Accreditation is a process of self-study and external review that ensures that an educational program meets or exceeds predetermined standards. The ACOE is recognized by the United States Department of Education as an authority on the quality of the educational programs it accredits.
The ACOE has developed Standards of accreditation to which programs must comply to hold an accreditation or preaccreditation status from the ACOE. The key steps in the accreditation process include: (1) Self-study; (2) Evaluation visit; (3) Report of visit; and (4) Determination of accreditation or preaccreditation status.
The ACOE also provides a process for prospective professional optometric degree programs to pursue preaccreditation, and ultimately an accreditation status.
Formally dcoumented information about the accreditation process can be found in the ACOE Policy and Procedure Manual.

§ Record extracts:
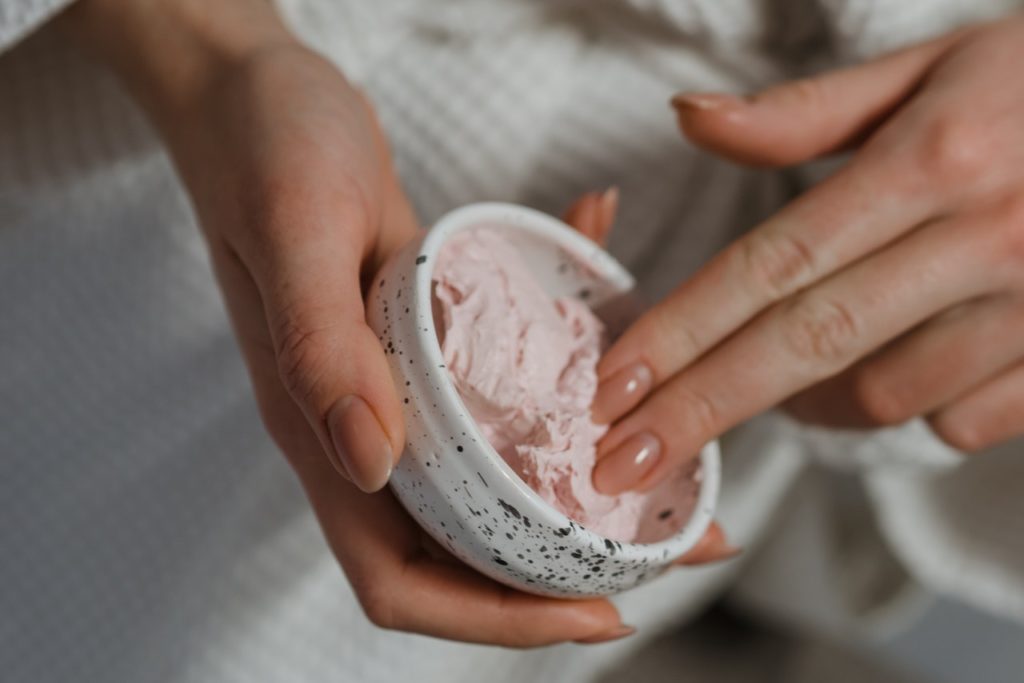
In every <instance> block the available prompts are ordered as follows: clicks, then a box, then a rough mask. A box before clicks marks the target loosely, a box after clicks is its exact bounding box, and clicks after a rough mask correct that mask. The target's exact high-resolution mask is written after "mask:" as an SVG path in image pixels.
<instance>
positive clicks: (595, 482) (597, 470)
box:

==

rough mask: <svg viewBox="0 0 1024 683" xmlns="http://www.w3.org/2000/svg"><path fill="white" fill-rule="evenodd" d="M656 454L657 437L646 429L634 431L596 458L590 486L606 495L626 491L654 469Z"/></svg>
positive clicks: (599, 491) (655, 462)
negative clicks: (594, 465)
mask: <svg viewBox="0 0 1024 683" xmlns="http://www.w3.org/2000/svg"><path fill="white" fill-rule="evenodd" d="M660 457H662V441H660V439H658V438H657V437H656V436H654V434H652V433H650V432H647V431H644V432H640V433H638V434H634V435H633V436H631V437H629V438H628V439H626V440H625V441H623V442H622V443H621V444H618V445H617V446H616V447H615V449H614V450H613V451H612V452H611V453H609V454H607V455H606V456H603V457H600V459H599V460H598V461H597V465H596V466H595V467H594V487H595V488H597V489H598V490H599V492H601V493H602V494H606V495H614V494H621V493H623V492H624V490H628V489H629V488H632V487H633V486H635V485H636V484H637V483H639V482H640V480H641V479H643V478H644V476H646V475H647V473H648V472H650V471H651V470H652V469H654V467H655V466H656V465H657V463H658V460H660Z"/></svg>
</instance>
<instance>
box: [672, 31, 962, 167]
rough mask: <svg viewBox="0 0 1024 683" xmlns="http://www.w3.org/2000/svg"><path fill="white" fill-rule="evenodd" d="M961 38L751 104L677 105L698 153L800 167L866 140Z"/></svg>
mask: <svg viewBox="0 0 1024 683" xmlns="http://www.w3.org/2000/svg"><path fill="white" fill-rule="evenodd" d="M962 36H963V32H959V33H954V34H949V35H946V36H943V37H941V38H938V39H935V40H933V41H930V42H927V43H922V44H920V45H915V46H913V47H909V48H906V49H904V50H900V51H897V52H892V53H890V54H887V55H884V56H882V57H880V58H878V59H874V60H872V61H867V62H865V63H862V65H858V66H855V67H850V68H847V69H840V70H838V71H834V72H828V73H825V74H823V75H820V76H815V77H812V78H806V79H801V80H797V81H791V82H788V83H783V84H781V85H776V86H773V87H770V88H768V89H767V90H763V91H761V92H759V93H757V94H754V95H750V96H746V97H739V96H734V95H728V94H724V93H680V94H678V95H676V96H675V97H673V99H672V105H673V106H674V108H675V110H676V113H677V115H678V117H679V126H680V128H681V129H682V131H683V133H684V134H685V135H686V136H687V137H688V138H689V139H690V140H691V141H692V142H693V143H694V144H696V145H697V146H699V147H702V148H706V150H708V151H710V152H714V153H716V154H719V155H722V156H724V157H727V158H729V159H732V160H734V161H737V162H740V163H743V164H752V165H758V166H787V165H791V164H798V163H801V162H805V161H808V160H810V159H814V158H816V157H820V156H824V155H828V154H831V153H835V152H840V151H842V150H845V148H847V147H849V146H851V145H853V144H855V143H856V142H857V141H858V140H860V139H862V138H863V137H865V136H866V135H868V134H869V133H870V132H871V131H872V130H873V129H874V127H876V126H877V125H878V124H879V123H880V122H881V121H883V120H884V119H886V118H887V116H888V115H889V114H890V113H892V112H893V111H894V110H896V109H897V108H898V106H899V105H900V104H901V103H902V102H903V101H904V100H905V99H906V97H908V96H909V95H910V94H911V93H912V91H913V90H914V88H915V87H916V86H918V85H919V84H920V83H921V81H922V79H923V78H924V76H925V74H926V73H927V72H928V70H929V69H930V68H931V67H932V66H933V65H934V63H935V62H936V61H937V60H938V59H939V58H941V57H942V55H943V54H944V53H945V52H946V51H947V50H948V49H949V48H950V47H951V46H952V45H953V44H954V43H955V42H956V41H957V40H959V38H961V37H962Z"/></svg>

§ To do:
(a) In the entries, from the line with "454L657 437L646 429L634" to the line with "positive clicks: (599, 491) (655, 462)", swap "rough mask" for "coarse mask" and give those lines back with everything else left as it is.
(b) Extend the text on the ACOE accreditation process by continuing it past its final sentence.

§ Answers by item:
(a)
coarse mask: <svg viewBox="0 0 1024 683" xmlns="http://www.w3.org/2000/svg"><path fill="white" fill-rule="evenodd" d="M656 454L657 437L646 429L634 431L596 458L590 486L606 495L626 491L654 469Z"/></svg>
positive clicks: (599, 491) (655, 462)

(b)
Development and publication of standards
The ACOE develops the Standards that establish the requirements for programs to be accredited or preaccredited. Prior to adopting its Standards, the Council seeks input from the higher education community, the profession of optometry, and the public at large to ensure that its Standards reflect the broad-based input essential to operating a quality optometric education program. The Standards of accreditation for professional optometric degree (OD) programs, professional optometric degree programs seeking preliminary approval, optometric residency programs, or optometric technician programs are published on the Accreditation Resources section.
The self-study is a required component of the accreditation process. The professional optometric degree, optometric residency or optometric technician program assesses the quality of its education and its success in meeting its mission, goals, and objectives; highlights opportunities for improvement; and delineates a plan for making those improvements. The self-study includes a narrative addressing how the program meets the Standards of the ACOE and is supplemented with demonstrative evidence. An ACOE evaluation team reviews the self-study in advance of conducting an on-site evaluation visit.
The ACOE sends a team of qualified evaluators to visit the program to validate the information provided in the self-study and assess its compliance with the ACOE’s Standards. The team does this by interviewing students, faculty, and administrators; reviewing records, files, and publications; and examining the facilities. ACOE strives to ensure that the team is impartial, objective and without conflict of interest.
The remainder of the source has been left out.